== PROBLEM DESCRIPTION ==
Set down exactly the lines from the one containing "Question. Provide a point on each instance of the white road" through the end of the records below, both included, and nothing else.

---+---

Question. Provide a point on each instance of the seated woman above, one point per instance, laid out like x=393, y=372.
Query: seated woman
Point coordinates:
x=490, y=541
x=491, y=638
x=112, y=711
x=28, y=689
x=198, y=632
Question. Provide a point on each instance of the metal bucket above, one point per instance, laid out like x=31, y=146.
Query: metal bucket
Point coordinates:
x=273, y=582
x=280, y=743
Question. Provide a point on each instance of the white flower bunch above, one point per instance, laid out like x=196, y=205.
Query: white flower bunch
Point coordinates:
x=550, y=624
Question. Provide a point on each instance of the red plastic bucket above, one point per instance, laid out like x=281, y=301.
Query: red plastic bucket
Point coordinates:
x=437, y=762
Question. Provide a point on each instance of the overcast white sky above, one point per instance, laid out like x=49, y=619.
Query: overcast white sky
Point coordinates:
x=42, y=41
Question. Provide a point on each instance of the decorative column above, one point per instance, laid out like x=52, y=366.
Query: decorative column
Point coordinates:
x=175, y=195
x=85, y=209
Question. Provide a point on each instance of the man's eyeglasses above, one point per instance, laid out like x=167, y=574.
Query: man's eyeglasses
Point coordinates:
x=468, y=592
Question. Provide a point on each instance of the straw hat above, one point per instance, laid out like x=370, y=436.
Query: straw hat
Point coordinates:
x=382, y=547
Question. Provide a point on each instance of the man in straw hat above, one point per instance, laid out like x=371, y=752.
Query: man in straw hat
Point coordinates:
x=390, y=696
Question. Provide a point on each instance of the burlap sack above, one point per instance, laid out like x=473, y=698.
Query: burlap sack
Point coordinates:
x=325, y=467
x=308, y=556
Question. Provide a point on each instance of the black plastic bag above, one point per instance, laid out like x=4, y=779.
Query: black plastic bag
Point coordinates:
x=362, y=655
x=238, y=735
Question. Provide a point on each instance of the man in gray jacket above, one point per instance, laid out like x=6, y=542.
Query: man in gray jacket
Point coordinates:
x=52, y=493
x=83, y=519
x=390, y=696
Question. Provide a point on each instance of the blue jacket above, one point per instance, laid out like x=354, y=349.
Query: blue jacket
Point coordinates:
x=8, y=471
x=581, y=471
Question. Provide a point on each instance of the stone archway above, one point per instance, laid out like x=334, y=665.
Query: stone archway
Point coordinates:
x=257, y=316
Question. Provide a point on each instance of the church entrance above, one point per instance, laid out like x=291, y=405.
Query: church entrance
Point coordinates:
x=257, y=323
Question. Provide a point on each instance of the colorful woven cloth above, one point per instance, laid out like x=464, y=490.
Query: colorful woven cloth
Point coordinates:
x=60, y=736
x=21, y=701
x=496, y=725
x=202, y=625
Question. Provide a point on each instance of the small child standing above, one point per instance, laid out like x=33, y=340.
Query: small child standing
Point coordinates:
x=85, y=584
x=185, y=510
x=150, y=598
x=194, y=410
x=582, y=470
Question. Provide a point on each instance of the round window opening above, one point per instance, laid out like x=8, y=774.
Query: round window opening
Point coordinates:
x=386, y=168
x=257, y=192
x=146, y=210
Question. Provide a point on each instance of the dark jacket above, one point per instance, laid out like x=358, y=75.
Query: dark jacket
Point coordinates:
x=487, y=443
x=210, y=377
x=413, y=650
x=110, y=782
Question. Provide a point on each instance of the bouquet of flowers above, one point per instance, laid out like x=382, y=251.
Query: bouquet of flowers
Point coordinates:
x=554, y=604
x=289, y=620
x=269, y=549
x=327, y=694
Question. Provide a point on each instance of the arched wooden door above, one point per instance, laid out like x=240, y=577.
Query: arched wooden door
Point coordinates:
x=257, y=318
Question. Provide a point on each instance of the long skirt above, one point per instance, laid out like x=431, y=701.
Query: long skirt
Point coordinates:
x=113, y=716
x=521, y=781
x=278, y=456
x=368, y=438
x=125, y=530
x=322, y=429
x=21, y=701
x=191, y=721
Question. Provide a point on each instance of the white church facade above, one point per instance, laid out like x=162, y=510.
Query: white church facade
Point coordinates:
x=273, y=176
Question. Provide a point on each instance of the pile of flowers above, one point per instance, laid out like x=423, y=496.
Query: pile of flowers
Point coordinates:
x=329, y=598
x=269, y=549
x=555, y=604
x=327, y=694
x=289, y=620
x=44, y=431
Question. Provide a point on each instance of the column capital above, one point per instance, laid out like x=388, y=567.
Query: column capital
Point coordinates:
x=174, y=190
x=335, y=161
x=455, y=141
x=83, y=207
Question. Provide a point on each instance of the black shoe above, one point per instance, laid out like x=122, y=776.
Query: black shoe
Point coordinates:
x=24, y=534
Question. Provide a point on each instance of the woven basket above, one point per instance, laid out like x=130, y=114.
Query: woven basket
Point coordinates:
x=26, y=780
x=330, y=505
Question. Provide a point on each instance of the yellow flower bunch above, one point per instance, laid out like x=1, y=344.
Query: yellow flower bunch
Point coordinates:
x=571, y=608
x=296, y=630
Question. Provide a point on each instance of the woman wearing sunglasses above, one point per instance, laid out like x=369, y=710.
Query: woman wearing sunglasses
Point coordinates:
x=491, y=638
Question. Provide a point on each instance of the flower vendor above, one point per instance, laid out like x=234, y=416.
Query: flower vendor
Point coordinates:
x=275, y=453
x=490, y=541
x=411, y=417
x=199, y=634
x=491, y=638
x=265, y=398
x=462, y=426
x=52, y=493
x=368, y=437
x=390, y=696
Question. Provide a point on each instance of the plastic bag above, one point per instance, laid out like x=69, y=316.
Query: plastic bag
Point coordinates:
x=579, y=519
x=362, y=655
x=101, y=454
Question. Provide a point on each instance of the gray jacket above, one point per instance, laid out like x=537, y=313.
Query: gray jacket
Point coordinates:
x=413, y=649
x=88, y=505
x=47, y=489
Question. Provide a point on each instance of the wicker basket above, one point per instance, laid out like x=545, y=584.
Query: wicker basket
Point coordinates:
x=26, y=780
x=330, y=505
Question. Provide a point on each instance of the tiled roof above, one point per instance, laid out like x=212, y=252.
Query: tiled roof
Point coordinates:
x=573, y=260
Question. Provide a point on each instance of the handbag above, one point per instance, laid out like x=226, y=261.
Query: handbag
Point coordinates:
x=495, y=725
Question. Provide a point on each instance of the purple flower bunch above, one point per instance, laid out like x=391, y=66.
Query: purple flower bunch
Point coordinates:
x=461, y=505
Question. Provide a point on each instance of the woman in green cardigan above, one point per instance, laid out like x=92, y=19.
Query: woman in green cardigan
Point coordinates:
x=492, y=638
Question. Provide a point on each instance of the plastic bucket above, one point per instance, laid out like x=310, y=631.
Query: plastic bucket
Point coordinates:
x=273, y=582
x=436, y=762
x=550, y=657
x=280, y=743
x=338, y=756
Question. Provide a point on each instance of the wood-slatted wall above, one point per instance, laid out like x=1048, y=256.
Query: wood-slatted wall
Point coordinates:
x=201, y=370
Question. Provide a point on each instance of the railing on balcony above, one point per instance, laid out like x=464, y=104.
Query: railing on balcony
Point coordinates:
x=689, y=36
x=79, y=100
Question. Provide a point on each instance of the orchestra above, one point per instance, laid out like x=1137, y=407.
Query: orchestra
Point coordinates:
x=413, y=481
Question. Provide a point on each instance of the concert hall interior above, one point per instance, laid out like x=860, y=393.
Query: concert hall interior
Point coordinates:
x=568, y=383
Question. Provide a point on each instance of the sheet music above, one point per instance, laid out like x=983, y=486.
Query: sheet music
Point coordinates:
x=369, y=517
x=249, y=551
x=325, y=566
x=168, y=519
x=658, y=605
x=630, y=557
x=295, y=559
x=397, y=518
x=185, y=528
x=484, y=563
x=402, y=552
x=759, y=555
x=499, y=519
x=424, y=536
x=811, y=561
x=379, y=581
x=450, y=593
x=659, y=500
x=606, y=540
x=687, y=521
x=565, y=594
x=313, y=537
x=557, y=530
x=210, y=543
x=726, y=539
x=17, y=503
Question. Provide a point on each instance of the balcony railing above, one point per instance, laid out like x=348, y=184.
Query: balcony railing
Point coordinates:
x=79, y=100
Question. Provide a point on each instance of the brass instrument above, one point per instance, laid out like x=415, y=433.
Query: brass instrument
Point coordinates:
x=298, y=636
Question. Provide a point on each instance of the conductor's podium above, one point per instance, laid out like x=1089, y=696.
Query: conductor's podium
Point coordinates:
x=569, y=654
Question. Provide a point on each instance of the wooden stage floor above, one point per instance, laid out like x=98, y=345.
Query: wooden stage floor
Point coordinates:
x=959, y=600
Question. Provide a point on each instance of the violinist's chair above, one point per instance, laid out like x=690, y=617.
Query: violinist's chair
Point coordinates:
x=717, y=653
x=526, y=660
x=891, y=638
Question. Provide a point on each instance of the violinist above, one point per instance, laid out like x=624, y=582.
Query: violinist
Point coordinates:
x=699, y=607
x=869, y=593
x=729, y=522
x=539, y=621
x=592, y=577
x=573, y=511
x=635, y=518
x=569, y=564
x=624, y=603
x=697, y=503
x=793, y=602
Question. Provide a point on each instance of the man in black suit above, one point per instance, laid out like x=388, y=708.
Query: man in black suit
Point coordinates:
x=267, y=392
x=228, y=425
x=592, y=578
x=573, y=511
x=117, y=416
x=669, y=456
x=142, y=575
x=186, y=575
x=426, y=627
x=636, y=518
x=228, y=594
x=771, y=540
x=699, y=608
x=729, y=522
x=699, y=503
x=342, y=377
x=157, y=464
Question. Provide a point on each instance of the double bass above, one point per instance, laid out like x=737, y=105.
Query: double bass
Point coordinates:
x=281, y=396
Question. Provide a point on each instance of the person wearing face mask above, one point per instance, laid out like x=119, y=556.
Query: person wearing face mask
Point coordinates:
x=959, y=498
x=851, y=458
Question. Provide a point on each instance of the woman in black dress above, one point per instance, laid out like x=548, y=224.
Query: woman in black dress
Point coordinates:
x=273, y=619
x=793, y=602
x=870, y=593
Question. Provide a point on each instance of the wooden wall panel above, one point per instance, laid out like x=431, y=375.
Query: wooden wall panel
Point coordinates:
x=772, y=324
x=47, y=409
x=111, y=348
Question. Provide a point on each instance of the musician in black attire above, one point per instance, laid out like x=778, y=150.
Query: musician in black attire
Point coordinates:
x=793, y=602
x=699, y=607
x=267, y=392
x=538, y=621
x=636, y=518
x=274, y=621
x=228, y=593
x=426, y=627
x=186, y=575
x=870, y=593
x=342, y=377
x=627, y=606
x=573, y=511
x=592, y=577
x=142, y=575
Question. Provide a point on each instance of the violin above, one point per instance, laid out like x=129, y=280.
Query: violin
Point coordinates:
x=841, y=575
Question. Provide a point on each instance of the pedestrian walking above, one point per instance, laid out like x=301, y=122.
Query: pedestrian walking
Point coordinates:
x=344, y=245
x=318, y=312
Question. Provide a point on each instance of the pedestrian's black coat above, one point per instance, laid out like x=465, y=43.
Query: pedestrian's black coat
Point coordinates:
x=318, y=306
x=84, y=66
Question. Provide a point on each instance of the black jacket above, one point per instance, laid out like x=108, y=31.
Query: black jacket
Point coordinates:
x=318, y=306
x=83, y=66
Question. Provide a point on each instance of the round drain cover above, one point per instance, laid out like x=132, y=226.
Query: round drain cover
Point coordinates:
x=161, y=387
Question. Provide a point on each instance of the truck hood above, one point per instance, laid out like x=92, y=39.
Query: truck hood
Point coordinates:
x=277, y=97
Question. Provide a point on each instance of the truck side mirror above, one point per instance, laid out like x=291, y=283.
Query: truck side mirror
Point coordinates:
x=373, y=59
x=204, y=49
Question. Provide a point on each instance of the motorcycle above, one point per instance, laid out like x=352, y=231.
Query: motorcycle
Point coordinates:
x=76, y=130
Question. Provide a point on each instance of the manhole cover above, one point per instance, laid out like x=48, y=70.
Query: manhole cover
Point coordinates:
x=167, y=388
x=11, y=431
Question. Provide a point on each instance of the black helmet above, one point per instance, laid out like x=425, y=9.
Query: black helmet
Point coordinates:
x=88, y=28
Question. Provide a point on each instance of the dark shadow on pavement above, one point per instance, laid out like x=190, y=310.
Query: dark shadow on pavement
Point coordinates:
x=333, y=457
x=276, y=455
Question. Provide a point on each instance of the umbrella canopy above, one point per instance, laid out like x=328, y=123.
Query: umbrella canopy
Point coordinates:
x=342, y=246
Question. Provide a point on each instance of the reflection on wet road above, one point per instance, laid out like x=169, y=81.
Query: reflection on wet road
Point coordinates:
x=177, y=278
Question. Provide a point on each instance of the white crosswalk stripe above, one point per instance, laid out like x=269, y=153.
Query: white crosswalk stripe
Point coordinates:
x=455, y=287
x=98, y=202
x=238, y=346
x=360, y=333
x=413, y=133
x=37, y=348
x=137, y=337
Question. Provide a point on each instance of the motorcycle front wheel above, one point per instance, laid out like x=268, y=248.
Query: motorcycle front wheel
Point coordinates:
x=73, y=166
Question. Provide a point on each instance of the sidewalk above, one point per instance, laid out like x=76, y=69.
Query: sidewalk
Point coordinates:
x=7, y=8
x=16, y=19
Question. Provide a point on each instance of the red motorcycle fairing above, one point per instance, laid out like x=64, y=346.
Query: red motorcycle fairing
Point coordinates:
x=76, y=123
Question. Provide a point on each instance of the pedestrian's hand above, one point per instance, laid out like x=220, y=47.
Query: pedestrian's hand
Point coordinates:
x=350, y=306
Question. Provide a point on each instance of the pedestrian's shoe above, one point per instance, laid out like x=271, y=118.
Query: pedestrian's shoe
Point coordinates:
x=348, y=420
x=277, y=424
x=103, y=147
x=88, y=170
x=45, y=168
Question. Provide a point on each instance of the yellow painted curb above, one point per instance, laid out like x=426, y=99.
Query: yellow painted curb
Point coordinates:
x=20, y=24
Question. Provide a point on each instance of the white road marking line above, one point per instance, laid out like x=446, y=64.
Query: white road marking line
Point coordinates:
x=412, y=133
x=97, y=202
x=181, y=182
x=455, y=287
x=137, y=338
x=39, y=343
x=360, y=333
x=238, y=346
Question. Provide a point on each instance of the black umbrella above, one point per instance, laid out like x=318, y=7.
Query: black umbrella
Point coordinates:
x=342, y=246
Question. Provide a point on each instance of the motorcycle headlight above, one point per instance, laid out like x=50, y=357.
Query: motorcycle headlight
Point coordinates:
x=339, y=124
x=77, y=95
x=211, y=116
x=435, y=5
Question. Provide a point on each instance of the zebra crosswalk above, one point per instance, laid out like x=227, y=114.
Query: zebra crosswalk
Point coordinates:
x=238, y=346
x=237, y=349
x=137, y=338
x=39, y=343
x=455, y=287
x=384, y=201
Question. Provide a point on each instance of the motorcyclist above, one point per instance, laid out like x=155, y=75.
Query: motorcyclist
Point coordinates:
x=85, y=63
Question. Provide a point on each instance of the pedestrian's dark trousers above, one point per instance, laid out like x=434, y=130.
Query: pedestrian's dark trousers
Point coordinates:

---+---

== WRITTEN RESPONSE ==
Question. Provide a point on each instance of the white road marking line above, one point per instance, laid out like x=446, y=64.
Query: white road marking line
Point coordinates:
x=412, y=133
x=97, y=202
x=181, y=182
x=455, y=287
x=137, y=338
x=39, y=343
x=360, y=333
x=238, y=346
Question. Provide a point on each instance of the black umbrella above, one point per instance, laid out like x=318, y=7.
Query: black umbrella
Point coordinates:
x=342, y=246
Question. Provide a point on each instance of the motorcycle headlight above, one point per instance, laid out like x=50, y=357.
Query: motorcycle headlight
Point coordinates:
x=339, y=124
x=77, y=95
x=211, y=116
x=435, y=5
Question. Provide a point on each instance of the zebra crosswalk above, one point per instance, laid out like x=227, y=114.
Query: zebra crosswalk
Point coordinates:
x=238, y=346
x=237, y=349
x=137, y=338
x=39, y=343
x=455, y=287
x=384, y=201
Question. Provide a point on each instance of the motorcyclist above, one point per instance, laid out like x=155, y=75.
Query: motorcyclist
Point coordinates:
x=85, y=63
Question. Provide a point on each instance of the pedestrian's dark trousers above, one point per instance, laid out like x=434, y=130.
Query: pedestrian's dark trousers
Point coordinates:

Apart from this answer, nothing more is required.